◆ Stored dataset items ◆
· · ·

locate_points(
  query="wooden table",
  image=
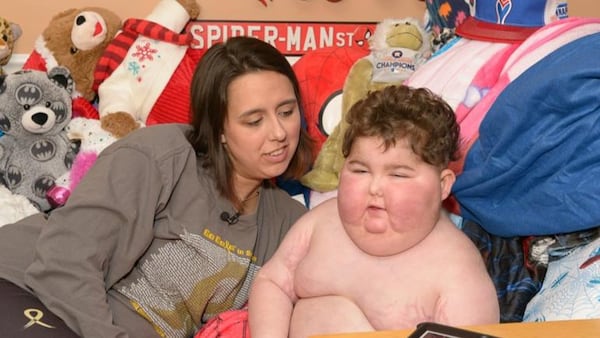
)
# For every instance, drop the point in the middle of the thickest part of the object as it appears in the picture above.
(559, 329)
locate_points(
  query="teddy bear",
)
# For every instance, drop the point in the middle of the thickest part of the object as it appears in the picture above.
(145, 73)
(397, 48)
(9, 33)
(92, 139)
(35, 107)
(75, 39)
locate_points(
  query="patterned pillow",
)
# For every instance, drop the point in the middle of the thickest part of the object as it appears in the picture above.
(571, 288)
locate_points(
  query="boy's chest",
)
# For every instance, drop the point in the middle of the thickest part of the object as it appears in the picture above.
(391, 293)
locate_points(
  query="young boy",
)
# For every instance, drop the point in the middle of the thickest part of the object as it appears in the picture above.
(383, 255)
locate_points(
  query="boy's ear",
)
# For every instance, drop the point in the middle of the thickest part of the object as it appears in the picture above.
(447, 179)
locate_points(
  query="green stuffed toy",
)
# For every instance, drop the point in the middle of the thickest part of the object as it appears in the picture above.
(398, 47)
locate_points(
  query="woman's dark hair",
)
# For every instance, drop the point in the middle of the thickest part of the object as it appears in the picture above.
(219, 66)
(395, 112)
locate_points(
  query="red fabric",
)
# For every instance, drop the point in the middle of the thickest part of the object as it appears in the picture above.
(321, 74)
(173, 104)
(229, 324)
(112, 57)
(84, 108)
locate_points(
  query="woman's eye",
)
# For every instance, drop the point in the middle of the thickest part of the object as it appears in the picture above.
(254, 122)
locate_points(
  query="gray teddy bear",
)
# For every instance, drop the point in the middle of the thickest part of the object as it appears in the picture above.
(35, 107)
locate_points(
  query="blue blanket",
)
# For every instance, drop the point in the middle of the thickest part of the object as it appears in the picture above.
(535, 168)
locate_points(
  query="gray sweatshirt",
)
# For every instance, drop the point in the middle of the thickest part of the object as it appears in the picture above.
(140, 244)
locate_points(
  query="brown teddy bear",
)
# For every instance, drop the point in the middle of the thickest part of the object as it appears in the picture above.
(75, 39)
(145, 74)
(398, 47)
(9, 33)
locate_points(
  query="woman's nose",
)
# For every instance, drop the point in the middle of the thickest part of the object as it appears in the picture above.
(278, 131)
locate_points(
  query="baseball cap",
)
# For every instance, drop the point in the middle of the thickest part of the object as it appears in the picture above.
(510, 21)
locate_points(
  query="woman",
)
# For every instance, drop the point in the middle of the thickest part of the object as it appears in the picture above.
(171, 224)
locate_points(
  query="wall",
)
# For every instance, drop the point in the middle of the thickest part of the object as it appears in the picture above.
(34, 15)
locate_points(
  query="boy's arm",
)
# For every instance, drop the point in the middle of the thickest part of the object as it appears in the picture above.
(273, 295)
(469, 296)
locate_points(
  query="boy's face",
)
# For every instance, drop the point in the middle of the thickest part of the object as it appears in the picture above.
(389, 200)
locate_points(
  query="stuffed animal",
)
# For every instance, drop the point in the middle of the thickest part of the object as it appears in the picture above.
(9, 33)
(146, 72)
(75, 39)
(398, 48)
(35, 107)
(92, 139)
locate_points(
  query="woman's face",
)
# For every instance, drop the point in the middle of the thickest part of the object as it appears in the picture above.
(262, 127)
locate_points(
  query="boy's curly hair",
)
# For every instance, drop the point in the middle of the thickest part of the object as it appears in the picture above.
(399, 111)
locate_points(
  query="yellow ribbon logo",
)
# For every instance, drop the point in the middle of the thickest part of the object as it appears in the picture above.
(35, 316)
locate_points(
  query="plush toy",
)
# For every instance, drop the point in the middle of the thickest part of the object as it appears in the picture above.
(398, 48)
(92, 139)
(146, 72)
(35, 107)
(75, 39)
(9, 33)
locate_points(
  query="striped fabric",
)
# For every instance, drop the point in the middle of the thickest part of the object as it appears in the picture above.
(115, 52)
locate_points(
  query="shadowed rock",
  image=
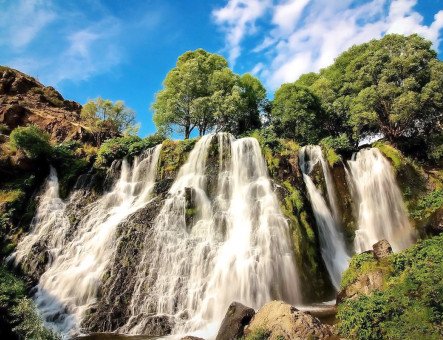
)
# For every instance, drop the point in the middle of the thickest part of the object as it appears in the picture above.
(382, 249)
(280, 320)
(236, 318)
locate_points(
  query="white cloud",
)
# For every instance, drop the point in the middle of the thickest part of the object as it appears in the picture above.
(23, 20)
(75, 47)
(238, 19)
(308, 34)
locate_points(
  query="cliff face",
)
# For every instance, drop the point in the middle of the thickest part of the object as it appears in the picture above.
(24, 101)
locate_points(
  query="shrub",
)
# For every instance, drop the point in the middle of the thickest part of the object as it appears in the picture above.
(18, 311)
(33, 141)
(410, 306)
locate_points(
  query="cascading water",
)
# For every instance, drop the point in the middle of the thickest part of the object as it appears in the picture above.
(378, 201)
(48, 226)
(236, 246)
(70, 284)
(333, 247)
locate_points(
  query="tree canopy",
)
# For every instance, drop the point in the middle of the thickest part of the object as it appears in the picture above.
(202, 93)
(105, 115)
(392, 86)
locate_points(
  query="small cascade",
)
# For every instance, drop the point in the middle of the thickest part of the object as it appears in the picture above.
(333, 247)
(70, 284)
(235, 247)
(48, 227)
(379, 205)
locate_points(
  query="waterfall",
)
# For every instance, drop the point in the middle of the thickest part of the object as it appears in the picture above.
(48, 226)
(332, 244)
(234, 247)
(379, 204)
(70, 284)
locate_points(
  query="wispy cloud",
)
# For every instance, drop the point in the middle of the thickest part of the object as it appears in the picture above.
(21, 21)
(238, 19)
(307, 35)
(60, 42)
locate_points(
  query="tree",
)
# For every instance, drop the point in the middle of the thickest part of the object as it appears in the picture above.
(392, 86)
(105, 116)
(183, 101)
(202, 93)
(297, 114)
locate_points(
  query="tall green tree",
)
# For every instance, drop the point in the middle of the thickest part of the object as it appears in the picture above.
(392, 86)
(297, 114)
(107, 117)
(202, 93)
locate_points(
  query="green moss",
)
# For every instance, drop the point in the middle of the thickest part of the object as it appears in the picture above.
(427, 205)
(359, 265)
(173, 155)
(410, 305)
(394, 155)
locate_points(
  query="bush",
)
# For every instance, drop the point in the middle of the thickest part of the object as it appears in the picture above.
(33, 141)
(115, 148)
(411, 304)
(18, 312)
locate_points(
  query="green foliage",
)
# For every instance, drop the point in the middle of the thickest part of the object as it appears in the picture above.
(202, 93)
(297, 114)
(392, 86)
(427, 205)
(360, 264)
(126, 146)
(173, 155)
(103, 114)
(19, 312)
(33, 141)
(411, 304)
(4, 129)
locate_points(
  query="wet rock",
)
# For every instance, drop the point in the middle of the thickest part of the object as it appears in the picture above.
(281, 320)
(236, 318)
(382, 249)
(364, 285)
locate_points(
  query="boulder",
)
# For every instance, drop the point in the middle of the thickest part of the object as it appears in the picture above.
(382, 249)
(236, 318)
(364, 285)
(280, 320)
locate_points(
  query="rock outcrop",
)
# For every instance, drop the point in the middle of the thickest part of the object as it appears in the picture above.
(236, 318)
(24, 101)
(280, 320)
(382, 249)
(370, 281)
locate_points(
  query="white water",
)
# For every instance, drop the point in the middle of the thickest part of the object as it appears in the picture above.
(379, 204)
(237, 248)
(70, 284)
(48, 225)
(332, 244)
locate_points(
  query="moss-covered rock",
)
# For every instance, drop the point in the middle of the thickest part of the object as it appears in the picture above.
(407, 304)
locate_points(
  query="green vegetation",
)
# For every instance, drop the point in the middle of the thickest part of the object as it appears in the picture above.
(126, 146)
(33, 141)
(104, 116)
(202, 93)
(18, 312)
(393, 86)
(173, 155)
(297, 114)
(410, 306)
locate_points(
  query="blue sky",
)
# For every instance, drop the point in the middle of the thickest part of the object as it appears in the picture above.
(123, 49)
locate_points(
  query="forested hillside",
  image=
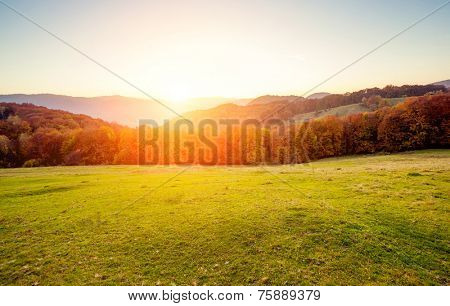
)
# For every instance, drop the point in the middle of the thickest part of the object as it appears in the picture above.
(36, 136)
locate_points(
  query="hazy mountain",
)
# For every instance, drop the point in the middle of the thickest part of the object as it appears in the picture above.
(209, 102)
(445, 83)
(233, 111)
(123, 110)
(269, 99)
(318, 95)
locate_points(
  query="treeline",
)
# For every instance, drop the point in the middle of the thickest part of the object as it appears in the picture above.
(36, 136)
(418, 123)
(335, 100)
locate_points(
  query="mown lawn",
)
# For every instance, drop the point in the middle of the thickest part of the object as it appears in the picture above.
(372, 220)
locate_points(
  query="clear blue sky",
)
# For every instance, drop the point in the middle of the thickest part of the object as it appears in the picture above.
(181, 49)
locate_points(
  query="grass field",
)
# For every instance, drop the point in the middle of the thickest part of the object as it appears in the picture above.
(366, 220)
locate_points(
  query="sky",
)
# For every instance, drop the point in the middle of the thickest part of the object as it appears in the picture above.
(180, 49)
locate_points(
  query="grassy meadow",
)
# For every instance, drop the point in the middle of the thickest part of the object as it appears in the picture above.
(364, 220)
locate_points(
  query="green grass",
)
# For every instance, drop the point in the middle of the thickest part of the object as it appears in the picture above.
(366, 220)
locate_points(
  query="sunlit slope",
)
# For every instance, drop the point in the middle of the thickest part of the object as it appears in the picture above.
(350, 221)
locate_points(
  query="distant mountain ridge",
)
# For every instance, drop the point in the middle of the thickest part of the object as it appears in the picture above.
(445, 83)
(318, 95)
(270, 98)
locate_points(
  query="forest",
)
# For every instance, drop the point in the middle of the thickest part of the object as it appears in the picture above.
(32, 136)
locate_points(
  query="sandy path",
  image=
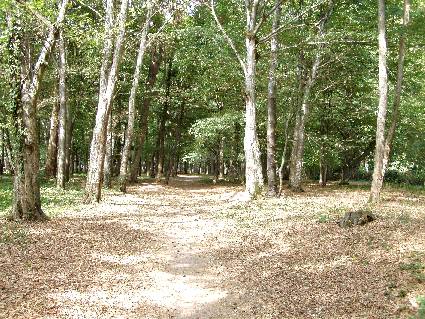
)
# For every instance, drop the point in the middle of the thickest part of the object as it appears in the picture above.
(189, 250)
(142, 255)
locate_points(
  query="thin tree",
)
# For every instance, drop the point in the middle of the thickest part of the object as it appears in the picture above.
(383, 144)
(271, 105)
(61, 155)
(108, 78)
(132, 101)
(27, 202)
(378, 176)
(297, 154)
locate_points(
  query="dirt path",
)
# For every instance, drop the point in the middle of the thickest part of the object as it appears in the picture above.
(190, 250)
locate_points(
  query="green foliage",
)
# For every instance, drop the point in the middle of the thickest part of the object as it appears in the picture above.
(53, 200)
(13, 234)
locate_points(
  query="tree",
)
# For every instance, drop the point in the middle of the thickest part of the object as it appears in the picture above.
(27, 202)
(383, 147)
(131, 102)
(63, 119)
(254, 20)
(297, 154)
(378, 176)
(108, 78)
(271, 109)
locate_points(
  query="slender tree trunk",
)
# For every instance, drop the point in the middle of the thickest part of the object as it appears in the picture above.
(323, 168)
(378, 176)
(2, 159)
(27, 202)
(221, 159)
(61, 154)
(68, 144)
(399, 85)
(107, 174)
(131, 107)
(271, 109)
(163, 119)
(108, 80)
(284, 153)
(52, 147)
(253, 171)
(297, 153)
(144, 114)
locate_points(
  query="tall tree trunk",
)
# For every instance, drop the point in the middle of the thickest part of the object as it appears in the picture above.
(399, 86)
(107, 174)
(27, 203)
(271, 109)
(284, 153)
(163, 120)
(144, 114)
(108, 78)
(3, 147)
(52, 147)
(221, 159)
(61, 154)
(297, 153)
(378, 176)
(253, 170)
(131, 106)
(68, 144)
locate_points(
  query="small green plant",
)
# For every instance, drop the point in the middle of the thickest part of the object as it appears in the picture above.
(421, 310)
(413, 266)
(324, 218)
(11, 233)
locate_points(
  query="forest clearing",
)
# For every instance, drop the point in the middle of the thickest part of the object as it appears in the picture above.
(194, 250)
(212, 159)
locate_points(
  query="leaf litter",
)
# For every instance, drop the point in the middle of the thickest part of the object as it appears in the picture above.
(190, 250)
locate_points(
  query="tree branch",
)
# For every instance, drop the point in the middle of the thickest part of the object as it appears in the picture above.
(226, 36)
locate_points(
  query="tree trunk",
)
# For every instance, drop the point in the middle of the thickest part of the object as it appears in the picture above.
(27, 202)
(61, 154)
(399, 86)
(221, 159)
(271, 109)
(52, 147)
(323, 168)
(253, 171)
(285, 151)
(297, 153)
(131, 106)
(144, 114)
(378, 176)
(163, 119)
(2, 159)
(108, 78)
(107, 174)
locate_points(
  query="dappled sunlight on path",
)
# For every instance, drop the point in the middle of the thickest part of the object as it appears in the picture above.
(190, 250)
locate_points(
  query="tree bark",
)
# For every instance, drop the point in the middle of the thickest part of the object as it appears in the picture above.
(52, 147)
(253, 170)
(27, 202)
(144, 114)
(107, 174)
(378, 176)
(399, 86)
(131, 106)
(108, 78)
(61, 154)
(271, 109)
(297, 153)
(163, 120)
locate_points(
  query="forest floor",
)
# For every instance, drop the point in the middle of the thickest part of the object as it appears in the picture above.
(194, 250)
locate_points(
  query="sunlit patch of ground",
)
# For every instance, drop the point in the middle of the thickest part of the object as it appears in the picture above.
(193, 250)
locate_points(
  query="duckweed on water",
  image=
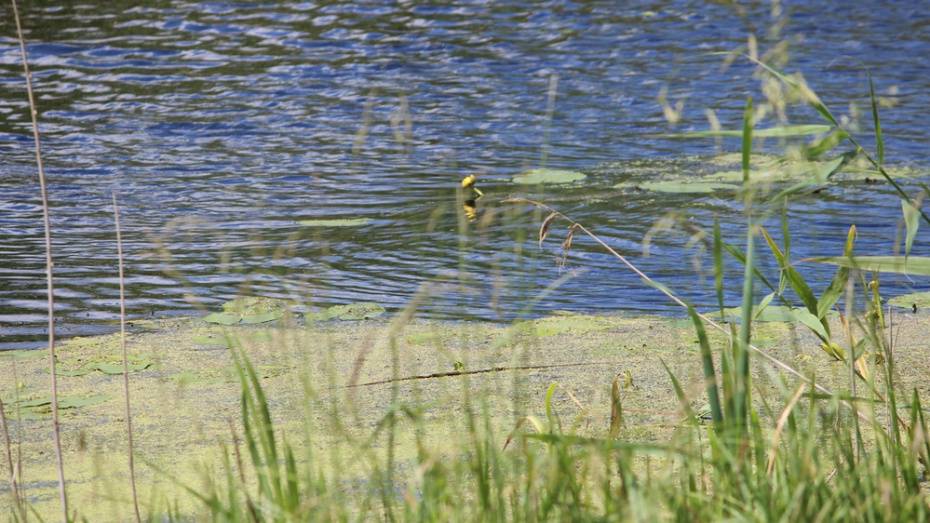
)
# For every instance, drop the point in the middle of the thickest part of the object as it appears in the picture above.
(548, 177)
(335, 222)
(920, 300)
(350, 312)
(249, 311)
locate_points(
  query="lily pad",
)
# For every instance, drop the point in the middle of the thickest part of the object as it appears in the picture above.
(351, 312)
(335, 222)
(222, 318)
(261, 318)
(117, 368)
(211, 341)
(772, 313)
(909, 301)
(106, 367)
(39, 408)
(680, 187)
(548, 176)
(785, 131)
(27, 354)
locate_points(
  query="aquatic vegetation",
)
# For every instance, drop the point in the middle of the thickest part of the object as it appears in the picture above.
(784, 131)
(680, 187)
(914, 301)
(548, 177)
(349, 312)
(249, 311)
(334, 222)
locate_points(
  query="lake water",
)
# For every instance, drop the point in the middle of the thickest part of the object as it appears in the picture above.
(222, 124)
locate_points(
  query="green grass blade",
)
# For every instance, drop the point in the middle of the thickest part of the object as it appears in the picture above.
(718, 265)
(707, 360)
(879, 140)
(747, 140)
(913, 265)
(911, 224)
(680, 393)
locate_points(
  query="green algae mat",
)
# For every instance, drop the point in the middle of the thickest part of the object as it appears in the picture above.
(186, 396)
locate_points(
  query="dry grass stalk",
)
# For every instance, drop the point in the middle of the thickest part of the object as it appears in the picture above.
(48, 264)
(122, 341)
(14, 484)
(664, 290)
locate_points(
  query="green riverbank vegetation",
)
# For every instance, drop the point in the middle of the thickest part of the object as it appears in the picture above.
(804, 404)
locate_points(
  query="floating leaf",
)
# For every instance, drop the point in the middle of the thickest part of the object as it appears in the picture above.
(117, 368)
(915, 265)
(544, 228)
(771, 132)
(334, 222)
(74, 373)
(548, 176)
(351, 312)
(38, 408)
(262, 318)
(911, 223)
(211, 341)
(254, 305)
(249, 310)
(26, 354)
(680, 187)
(222, 318)
(773, 313)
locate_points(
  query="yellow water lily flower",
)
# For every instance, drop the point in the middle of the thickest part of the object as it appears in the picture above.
(469, 182)
(470, 211)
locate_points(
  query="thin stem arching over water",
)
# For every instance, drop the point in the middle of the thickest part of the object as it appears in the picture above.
(48, 264)
(122, 341)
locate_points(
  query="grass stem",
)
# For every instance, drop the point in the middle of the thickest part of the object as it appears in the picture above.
(48, 264)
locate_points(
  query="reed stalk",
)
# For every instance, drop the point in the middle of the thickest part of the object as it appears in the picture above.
(48, 264)
(122, 342)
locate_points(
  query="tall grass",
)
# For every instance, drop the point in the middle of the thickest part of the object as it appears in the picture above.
(812, 455)
(50, 286)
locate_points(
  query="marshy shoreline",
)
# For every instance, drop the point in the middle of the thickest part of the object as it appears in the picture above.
(186, 392)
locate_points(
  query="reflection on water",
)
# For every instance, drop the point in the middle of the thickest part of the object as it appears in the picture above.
(222, 124)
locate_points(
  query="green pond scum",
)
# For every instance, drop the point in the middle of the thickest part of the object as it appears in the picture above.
(328, 389)
(803, 403)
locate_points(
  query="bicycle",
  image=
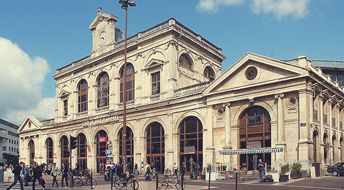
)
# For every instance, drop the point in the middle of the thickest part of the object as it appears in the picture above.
(85, 181)
(119, 182)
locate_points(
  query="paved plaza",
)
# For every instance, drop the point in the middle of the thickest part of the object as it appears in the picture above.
(324, 183)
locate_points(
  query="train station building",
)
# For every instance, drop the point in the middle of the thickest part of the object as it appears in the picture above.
(182, 108)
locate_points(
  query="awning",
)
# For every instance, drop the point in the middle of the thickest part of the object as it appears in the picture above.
(251, 151)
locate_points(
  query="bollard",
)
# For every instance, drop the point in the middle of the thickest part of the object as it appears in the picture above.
(91, 181)
(111, 180)
(236, 181)
(209, 180)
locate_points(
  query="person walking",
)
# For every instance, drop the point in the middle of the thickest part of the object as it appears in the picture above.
(64, 171)
(26, 173)
(16, 171)
(37, 174)
(54, 172)
(261, 168)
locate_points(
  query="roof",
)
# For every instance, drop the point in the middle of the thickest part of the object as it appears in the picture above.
(328, 64)
(8, 124)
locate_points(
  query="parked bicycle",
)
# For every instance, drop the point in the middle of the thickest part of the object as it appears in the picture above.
(86, 180)
(171, 182)
(120, 183)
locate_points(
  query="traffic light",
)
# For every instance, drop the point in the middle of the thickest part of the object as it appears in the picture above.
(72, 142)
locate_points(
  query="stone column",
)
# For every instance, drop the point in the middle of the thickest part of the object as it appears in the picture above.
(304, 147)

· · ·

◆ PROBLEM DETAILS ◆
Filter the data above by the word "tall" and copy every line that matches.

◆ ANSWER AREA ◆
  query="tall green tree",
  query="tall tree trunk",
  query="tall grass",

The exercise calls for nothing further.